══ STORED DATA

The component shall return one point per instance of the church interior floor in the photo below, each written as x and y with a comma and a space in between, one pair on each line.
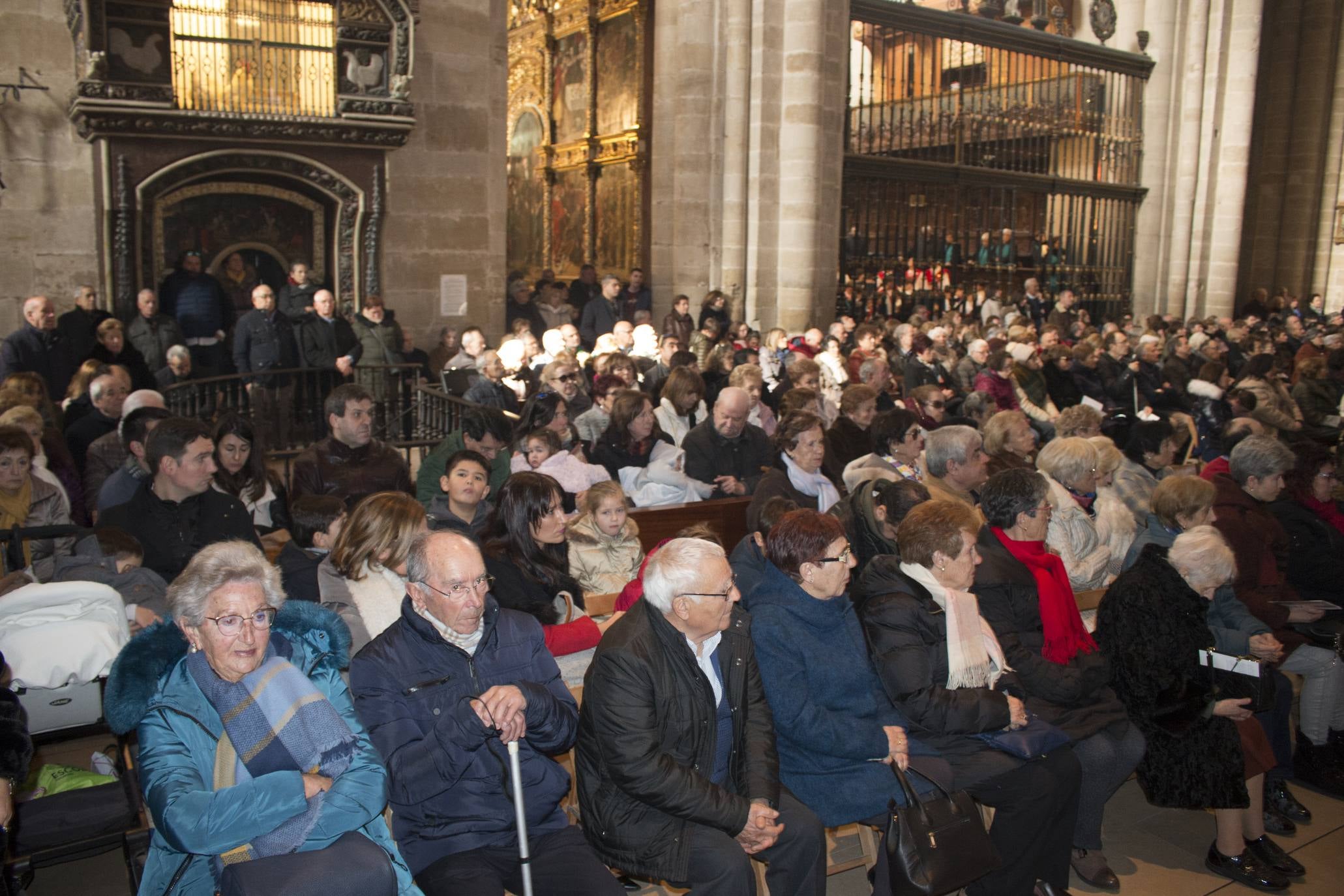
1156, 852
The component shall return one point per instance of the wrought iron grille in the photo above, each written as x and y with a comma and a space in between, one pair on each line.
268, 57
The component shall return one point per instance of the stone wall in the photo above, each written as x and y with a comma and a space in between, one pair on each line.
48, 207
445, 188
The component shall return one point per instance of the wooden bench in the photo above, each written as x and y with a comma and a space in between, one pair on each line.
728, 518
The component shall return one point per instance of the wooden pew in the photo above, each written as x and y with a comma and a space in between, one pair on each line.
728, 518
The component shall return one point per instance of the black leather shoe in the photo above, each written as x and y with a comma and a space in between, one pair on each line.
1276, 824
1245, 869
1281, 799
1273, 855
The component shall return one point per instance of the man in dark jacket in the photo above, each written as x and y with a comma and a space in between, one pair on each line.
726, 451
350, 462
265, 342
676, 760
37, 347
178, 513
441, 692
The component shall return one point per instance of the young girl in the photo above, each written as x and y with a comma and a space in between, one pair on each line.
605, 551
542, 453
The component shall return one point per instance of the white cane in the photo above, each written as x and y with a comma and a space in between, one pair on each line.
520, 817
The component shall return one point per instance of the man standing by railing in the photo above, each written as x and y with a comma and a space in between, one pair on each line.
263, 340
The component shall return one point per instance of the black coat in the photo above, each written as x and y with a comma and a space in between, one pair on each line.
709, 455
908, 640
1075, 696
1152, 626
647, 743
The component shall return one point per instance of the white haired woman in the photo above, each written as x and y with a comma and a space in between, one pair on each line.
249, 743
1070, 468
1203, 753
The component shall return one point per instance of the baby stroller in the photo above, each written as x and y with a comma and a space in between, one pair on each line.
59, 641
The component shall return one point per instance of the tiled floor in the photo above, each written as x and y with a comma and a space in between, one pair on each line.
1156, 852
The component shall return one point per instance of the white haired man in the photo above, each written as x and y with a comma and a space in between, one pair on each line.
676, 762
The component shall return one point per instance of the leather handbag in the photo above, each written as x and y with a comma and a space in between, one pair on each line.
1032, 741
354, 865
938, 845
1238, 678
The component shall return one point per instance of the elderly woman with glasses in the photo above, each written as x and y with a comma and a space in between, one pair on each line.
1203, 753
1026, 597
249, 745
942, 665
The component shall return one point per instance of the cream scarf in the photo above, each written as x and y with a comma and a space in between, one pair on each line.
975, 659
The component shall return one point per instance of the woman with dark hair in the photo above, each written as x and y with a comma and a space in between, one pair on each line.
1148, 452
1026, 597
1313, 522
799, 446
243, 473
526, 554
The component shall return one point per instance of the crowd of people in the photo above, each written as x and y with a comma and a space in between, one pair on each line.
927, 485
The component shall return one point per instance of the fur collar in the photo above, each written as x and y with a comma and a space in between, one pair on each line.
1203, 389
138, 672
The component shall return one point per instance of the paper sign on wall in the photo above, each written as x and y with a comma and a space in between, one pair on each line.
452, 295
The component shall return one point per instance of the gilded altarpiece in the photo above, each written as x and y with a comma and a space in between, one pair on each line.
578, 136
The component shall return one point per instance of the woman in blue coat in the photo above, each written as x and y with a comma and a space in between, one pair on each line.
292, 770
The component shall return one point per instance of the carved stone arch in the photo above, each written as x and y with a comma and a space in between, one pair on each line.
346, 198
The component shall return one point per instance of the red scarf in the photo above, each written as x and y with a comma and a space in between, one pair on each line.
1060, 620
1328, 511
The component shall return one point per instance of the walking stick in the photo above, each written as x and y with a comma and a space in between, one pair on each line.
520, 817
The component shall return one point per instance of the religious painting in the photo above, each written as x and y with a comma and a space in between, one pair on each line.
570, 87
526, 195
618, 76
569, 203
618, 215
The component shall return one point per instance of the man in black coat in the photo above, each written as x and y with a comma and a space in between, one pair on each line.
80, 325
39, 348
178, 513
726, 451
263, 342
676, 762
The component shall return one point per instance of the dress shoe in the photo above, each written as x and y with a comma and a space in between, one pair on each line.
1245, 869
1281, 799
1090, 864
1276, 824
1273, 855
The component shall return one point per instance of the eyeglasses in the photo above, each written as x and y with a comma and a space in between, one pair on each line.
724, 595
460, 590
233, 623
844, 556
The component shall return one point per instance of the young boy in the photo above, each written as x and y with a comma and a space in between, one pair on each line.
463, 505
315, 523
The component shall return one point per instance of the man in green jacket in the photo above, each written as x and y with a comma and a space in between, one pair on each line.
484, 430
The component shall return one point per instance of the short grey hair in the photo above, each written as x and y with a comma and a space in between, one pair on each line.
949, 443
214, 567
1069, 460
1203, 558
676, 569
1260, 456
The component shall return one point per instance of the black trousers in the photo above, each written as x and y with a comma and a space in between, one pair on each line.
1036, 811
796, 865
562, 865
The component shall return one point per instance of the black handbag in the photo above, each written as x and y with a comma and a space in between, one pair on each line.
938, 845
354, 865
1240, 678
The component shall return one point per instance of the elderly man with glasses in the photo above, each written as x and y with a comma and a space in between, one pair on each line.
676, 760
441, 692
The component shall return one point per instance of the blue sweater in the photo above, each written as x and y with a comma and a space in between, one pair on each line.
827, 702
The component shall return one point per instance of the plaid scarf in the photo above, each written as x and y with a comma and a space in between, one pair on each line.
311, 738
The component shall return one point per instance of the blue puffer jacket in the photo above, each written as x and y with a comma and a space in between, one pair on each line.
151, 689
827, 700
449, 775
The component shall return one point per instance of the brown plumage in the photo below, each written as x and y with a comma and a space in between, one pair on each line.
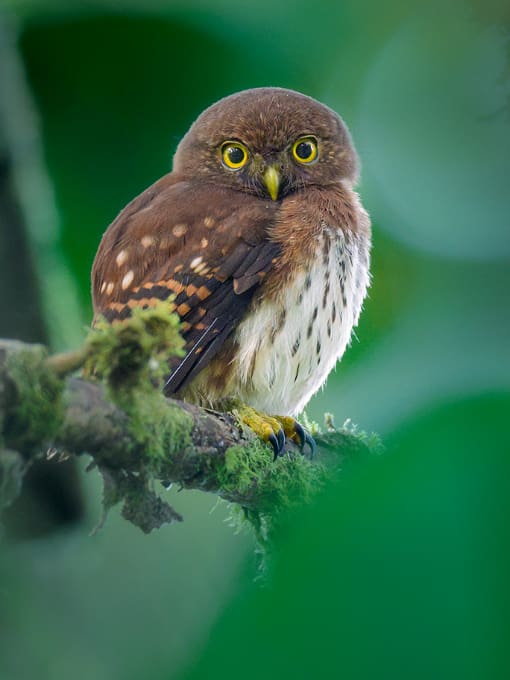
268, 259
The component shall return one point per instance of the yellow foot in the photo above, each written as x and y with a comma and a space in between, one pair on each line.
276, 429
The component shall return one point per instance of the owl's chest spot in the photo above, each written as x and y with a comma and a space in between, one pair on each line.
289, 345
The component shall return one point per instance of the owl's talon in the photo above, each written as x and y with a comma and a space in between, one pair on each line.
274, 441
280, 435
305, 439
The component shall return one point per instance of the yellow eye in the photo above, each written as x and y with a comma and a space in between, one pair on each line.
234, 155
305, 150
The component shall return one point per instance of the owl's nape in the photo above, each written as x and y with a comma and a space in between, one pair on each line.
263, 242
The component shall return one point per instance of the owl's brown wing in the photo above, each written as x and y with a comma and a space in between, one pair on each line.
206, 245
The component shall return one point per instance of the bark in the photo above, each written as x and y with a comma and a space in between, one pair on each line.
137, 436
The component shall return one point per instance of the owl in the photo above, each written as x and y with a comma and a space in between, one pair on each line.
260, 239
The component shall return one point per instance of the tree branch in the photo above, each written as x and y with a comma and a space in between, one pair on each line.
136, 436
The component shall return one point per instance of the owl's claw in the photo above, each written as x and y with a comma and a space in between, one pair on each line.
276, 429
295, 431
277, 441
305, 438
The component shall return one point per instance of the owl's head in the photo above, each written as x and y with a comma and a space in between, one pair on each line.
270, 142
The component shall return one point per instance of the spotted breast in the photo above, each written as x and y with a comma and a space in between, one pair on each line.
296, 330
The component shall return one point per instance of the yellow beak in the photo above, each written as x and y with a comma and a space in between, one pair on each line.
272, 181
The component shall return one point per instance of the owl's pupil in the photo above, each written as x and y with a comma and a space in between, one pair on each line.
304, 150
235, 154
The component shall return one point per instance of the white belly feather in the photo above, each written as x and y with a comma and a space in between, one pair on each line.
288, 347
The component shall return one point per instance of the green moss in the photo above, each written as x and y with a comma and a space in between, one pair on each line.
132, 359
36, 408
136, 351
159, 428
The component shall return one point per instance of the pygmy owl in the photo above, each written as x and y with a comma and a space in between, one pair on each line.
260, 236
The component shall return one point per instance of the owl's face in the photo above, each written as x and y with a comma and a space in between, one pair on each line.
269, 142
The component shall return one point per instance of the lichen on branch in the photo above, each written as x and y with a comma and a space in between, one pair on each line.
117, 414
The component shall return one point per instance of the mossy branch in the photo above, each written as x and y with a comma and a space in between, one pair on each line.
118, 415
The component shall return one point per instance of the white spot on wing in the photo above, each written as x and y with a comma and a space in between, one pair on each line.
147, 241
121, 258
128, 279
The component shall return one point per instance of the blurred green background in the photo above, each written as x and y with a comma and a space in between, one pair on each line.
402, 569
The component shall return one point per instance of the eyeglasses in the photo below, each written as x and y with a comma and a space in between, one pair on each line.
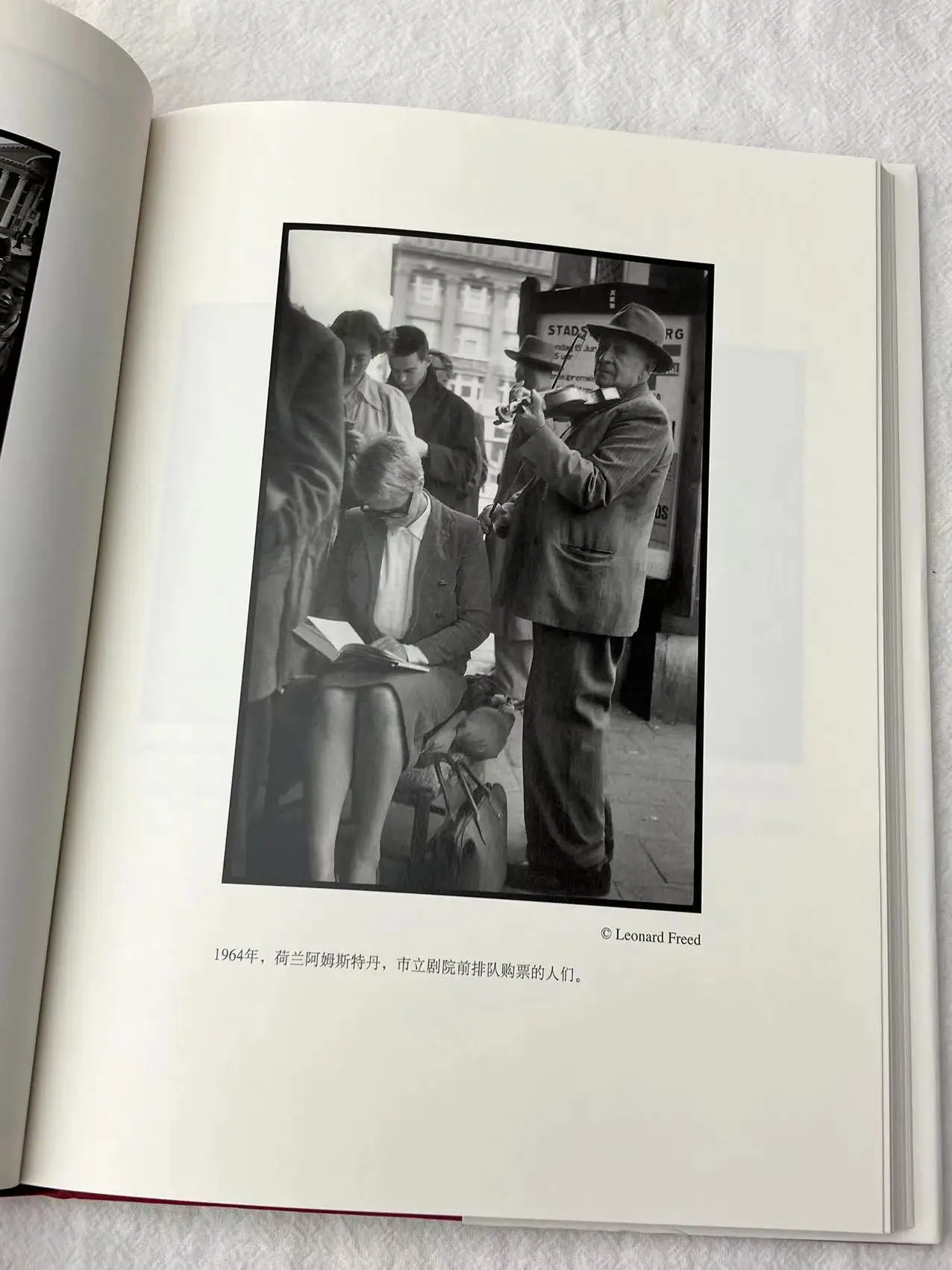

════

● INSTRUCTION: Reproduce the material word for word, beginning at the line that contains "The component shall return one point per instance of the green" and stopping at the end of the material. Leave the pictures out of your answer.

● ANSWER:
The component shall return one point per instance of the green moss in the photo above, each written as x and y with a comma and a space in between, one pair on each line.
132, 359
36, 408
136, 351
159, 428
The component shall return one point per instance of the pygmy owl in the photo above, each written as x and y with a comma and a space in between, one pair on each line.
260, 236
The component shall return one point per instance of the owl's face in the photo above, each written as x and y with a comma and a space in between, one pair on each line.
269, 142
The component shall return one point per instance of the lichen on branch in the photo above, each written as x and y with a comma and a space in between, one pair on each line.
117, 414
The component shall return one point per instance of the mossy branch in the photo above, each written as x and y with a comma and a space in between, one pair on each line.
118, 415
The component shall return one point per instance of the white spot on wing in the photo above, each written as x and y with a comma and a space in between, one pair on each line.
147, 241
121, 258
128, 279
The component shall return one point per instance of the blurred green background in the photo above, each written as x and y with a comma and a space in between, one pair on each line.
402, 569
The component shall return one point per instance of the eyeglasses in the photo below, each written as x and y with a comma and a space in between, one pair on each line.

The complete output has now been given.